| Problems and tasks |
• a. Summarize the painting thread in two sentences.
• b. In the painting thread, what is PVA said to be meant for going under?
• c. Translate this sentence from the painting thread into Spanish: "My conclusion is that the painting trade is greatly dependent on the ability to provide the best illusion with the least amount of time."

What I've observed over the years, and thanks to this forum, is that there appears to be no mandatory guidelines that painters are required to adhere to. 

In residential painting for example, self proclaimed job site painting inspectors like decorators, job site foremen, homeowners, and painting or general contractors, make the determination of what qualifies as an adequately completed and proper painting product. 

Hardly, if ever, is there a third party certified painting inspector with the knowledge and objectivity to make an accurate determination of what qualifies as a good paint job . Ultimately, this allows more subjectivity and interpretation then two people debating the meaning of life.

My conclusion is that the painting trade is greatly dependent on the ability to provide the best illusion with the least amount of time. And despite what is traditionally "considered" proper application, what ever gets you paid is apparently good enough.


----------



## Custom Brush Co. (Jan 26, 2011)

Yes, the Bear paint... I would also use in new construction since it works. Otherwise you can have the smell of it (way to much ammonia).

It's about getting paint to stick & making money. Since every paint job/industry is a little to a lot different the basics of painting I use are.

-JOB SETUP (Understand SCOPE/BUDGET)
-CLEAN 
-SCRAPE
-SAND
-PATCH
-PRIME
-CAULK
-PAINT 
-CLEAN UP

With each step you may need to drop & mask. Prepare products. 

Follow theses basics & you don't run into the many basic problems of rookie painters or DIY'S.


----------



## Custom Brush Co. (Jan 26, 2011)

1963 Sovereign said:


> I find it amazing people come to this forum to learn new things and ways of doing things,and bash a person for doing things a different way.


Not bashing, but intensely questioning with previous bad tasting experiences fixing so called "painters" work using PVA to prime drywall before paint (lol, peels away, meant for under the texture). Plus those that forgot to prime...


----------



## 1963 Sovereign (Dec 14, 2011)

Custom Brush Co. said:


> Not bashing, but intensely questioning with previous bad tasting experiences fixing so called "painters" work using PVA to prime drywall before paint (lol, peels away, meant for under the texture). Plus those that forgot to prime...

| Information given |

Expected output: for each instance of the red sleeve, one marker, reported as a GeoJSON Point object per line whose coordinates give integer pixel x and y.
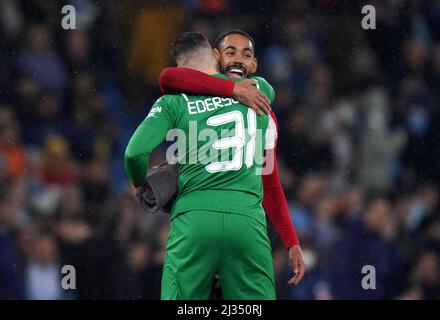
{"type": "Point", "coordinates": [275, 204]}
{"type": "Point", "coordinates": [188, 80]}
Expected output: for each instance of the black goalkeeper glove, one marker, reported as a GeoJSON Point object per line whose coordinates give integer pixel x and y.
{"type": "Point", "coordinates": [158, 191]}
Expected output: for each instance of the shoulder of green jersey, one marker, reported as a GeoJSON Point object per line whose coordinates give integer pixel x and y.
{"type": "Point", "coordinates": [271, 135]}
{"type": "Point", "coordinates": [265, 87]}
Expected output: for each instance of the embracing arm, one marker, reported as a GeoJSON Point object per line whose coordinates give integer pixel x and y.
{"type": "Point", "coordinates": [150, 133]}
{"type": "Point", "coordinates": [191, 81]}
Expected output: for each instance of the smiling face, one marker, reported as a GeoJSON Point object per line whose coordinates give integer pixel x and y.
{"type": "Point", "coordinates": [236, 56]}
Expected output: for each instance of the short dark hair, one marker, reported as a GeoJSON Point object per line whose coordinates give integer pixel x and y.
{"type": "Point", "coordinates": [224, 34]}
{"type": "Point", "coordinates": [188, 42]}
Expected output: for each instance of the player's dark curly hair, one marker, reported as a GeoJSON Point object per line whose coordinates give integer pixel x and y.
{"type": "Point", "coordinates": [188, 42]}
{"type": "Point", "coordinates": [224, 34]}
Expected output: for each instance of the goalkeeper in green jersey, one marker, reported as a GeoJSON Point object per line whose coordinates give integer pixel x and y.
{"type": "Point", "coordinates": [217, 222]}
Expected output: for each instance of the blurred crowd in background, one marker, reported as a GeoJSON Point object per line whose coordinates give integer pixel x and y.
{"type": "Point", "coordinates": [358, 141]}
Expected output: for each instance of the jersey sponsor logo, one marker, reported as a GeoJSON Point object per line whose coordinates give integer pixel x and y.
{"type": "Point", "coordinates": [209, 104]}
{"type": "Point", "coordinates": [153, 112]}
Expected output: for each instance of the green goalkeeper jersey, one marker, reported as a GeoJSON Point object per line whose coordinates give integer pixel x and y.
{"type": "Point", "coordinates": [219, 144]}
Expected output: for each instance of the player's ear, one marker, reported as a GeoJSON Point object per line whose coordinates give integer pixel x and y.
{"type": "Point", "coordinates": [216, 54]}
{"type": "Point", "coordinates": [254, 66]}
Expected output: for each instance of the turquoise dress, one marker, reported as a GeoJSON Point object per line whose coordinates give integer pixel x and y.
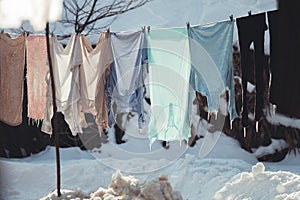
{"type": "Point", "coordinates": [169, 73]}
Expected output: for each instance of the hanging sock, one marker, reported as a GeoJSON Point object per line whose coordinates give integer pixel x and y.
{"type": "Point", "coordinates": [252, 29]}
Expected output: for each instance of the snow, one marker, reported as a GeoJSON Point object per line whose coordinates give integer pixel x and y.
{"type": "Point", "coordinates": [215, 168]}
{"type": "Point", "coordinates": [38, 13]}
{"type": "Point", "coordinates": [227, 172]}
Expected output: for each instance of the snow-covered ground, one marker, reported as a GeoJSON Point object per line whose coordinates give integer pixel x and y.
{"type": "Point", "coordinates": [227, 172]}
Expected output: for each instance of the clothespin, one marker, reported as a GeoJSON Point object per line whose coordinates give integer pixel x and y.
{"type": "Point", "coordinates": [188, 25]}
{"type": "Point", "coordinates": [143, 28]}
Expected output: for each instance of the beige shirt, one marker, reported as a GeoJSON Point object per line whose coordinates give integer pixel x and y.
{"type": "Point", "coordinates": [36, 51]}
{"type": "Point", "coordinates": [93, 72]}
{"type": "Point", "coordinates": [66, 62]}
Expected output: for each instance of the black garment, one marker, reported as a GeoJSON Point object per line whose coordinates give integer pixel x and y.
{"type": "Point", "coordinates": [284, 49]}
{"type": "Point", "coordinates": [252, 29]}
{"type": "Point", "coordinates": [276, 86]}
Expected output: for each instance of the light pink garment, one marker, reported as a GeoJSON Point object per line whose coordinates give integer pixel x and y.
{"type": "Point", "coordinates": [36, 49]}
{"type": "Point", "coordinates": [12, 61]}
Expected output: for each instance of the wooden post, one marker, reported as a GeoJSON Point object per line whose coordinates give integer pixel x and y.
{"type": "Point", "coordinates": [54, 119]}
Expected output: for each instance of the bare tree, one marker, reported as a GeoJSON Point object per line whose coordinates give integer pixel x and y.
{"type": "Point", "coordinates": [83, 14]}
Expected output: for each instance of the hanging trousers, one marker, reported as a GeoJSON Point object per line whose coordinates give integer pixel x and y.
{"type": "Point", "coordinates": [252, 29]}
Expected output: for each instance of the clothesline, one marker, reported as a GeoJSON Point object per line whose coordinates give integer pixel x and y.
{"type": "Point", "coordinates": [231, 18]}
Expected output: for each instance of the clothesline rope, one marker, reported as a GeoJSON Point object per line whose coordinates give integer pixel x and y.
{"type": "Point", "coordinates": [231, 18]}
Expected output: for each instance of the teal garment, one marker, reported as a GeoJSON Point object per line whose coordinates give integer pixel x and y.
{"type": "Point", "coordinates": [211, 58]}
{"type": "Point", "coordinates": [169, 72]}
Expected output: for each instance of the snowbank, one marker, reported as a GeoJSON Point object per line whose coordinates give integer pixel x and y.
{"type": "Point", "coordinates": [261, 184]}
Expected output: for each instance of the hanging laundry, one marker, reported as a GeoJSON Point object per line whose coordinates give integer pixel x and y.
{"type": "Point", "coordinates": [12, 62]}
{"type": "Point", "coordinates": [93, 73]}
{"type": "Point", "coordinates": [66, 62]}
{"type": "Point", "coordinates": [36, 52]}
{"type": "Point", "coordinates": [125, 84]}
{"type": "Point", "coordinates": [277, 86]}
{"type": "Point", "coordinates": [284, 58]}
{"type": "Point", "coordinates": [252, 29]}
{"type": "Point", "coordinates": [169, 73]}
{"type": "Point", "coordinates": [211, 59]}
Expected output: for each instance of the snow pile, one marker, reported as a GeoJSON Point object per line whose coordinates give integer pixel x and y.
{"type": "Point", "coordinates": [129, 187]}
{"type": "Point", "coordinates": [14, 12]}
{"type": "Point", "coordinates": [261, 184]}
{"type": "Point", "coordinates": [66, 195]}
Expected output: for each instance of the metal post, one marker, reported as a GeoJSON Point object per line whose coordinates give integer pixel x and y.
{"type": "Point", "coordinates": [54, 119]}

| Task results |
• a. One post argues that painters have no mandatory guidelines, because people such as homeowners, foremen, and contractors decide what counts as a proper paint job, and a certified third-party inspector is rarely involved. A reply lists basic steps from job setup through cleanup and describes fixing work where PVA was used to prime drywall before paint.

• b. The texture.

• c. Mi conclusión es que el oficio de la pintura depende en gran medida de la capacidad de ofrecer la mejor ilusión con la menor cantidad de tiempo.